Extracted data:

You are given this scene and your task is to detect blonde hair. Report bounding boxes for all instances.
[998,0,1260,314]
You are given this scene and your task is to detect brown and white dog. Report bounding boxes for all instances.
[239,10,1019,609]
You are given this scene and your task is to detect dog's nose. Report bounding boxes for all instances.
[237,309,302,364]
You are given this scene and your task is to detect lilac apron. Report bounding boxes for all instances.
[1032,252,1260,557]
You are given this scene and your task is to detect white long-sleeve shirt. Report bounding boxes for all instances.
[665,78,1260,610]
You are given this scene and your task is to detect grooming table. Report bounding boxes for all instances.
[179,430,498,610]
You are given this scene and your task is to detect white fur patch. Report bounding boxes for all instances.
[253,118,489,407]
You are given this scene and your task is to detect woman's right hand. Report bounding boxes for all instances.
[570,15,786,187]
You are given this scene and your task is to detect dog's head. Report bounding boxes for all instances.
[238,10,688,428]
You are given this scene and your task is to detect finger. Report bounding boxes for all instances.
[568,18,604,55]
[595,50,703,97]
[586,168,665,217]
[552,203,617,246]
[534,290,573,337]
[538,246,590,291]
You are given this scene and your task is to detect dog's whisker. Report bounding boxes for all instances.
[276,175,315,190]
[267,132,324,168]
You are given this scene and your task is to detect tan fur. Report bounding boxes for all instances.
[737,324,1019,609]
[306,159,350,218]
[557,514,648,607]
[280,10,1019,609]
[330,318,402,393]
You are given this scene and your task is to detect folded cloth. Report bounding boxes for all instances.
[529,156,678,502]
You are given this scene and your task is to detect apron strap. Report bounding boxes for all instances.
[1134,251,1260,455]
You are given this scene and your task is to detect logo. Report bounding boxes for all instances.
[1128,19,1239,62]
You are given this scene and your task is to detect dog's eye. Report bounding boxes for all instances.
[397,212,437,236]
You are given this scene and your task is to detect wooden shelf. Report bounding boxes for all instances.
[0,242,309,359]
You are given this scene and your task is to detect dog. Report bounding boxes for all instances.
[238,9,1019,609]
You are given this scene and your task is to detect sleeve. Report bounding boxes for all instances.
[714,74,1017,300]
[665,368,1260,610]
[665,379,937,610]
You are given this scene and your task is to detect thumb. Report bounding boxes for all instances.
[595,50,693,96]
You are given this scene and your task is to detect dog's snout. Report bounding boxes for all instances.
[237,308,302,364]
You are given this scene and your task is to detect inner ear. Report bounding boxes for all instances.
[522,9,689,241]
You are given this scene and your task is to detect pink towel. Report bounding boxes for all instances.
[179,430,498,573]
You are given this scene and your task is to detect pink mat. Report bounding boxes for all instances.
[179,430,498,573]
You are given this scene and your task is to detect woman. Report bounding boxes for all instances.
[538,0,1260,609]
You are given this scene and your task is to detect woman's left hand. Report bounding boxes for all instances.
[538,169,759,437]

What the task requires: Copy out each of the entries above word for word, in the order they appear.

Result of the exercise:
You are given this scene and your task is to detect blonde hair. Report bounding boxes for all instances.
[998,0,1260,314]
You are given this scene and your task is to detect brown and white dog. Report bounding boxes for all instances.
[239,10,1019,609]
You are given this scene and your task is to detect dog's nose. Report bounding boxes for all instances.
[237,309,302,364]
You are given this scene and your task is to detect lilac apron. Report bounding boxes for all instances.
[1032,252,1260,557]
You are given this scene and your task is to detect white long-sleeve shirt. Report bounding boxes for all instances.
[665,78,1260,610]
You are given this scene and your task is to detect grooming table. Report bounding boxes for all instances.
[179,430,498,610]
You are given this scene and your task is to detect white fur patch. Report bounding boxes for all instances.
[253,118,489,407]
You are given this scene and your task is to detect woman's right hand. Report bounding boxes for all instances.
[570,15,786,187]
You are given this scene and your task is to detect dog's head. Report bounding boxes for all instances.
[238,10,688,428]
You are given this scene and your task is to detect finger. Report bounding boxes for all instances.
[568,18,604,55]
[595,50,703,97]
[586,168,665,217]
[552,203,617,246]
[534,290,573,337]
[538,246,590,291]
You are given this scene and your task is to detect dog's whisker. Report bounding boxes for all instances.
[276,175,315,190]
[267,132,324,168]
You are given this scene and your task is to detect tan fur. Report bounding boxes for all instances.
[737,324,1019,609]
[306,159,350,218]
[557,514,648,607]
[280,10,1019,609]
[330,318,402,393]
You are given this scene and your task is to detect folded cloth. Report bounding boxes for all instances.
[529,156,678,502]
You are given this scene and your task is to detect apron strap. Report bounding boxes for all instances.
[1134,251,1260,455]
You are given this scene and your task is to detect logo. Report bounding boxes for all instances.
[1128,19,1239,62]
You are given this scene and your task is to detect dog's eye. Report bounding boxes for all instances.
[397,212,437,236]
You are given this scene and your task is to detect wooden shelf. Report bounding boxes for all instances.
[0,242,309,359]
You are given this scene and your task is to detect dog. Report bounding boxes for all instances.
[238,9,1019,609]
You are given this scene and your task is to detect sleeve. Report bounding boxes for all instances.
[714,74,1017,300]
[665,368,1260,610]
[665,379,937,610]
You are given this scene and your task is to detect thumb. Report bounding boxes for all instances.
[595,50,693,96]
You are given this scene and your task is to detect dog's snout. Report bounding boxes for all instances.
[237,308,302,364]
You are given this scene and your task is to detect inner ear. Report bounding boxes for all instances.
[522,9,689,241]
You are given this scene and your task is to detect pink towel. Report bounding boxes for all instances.
[179,430,498,573]
You are given this scene and your task is to detect pink mat. Report bounding boxes for all instances.
[179,430,498,573]
You are given this scene and your task is to detect woman. Report bounding boxes for all instances.
[538,0,1260,609]
You are given this scene and your task is to detect woman's left hand. Report bounding boxes for all instances.
[538,169,759,437]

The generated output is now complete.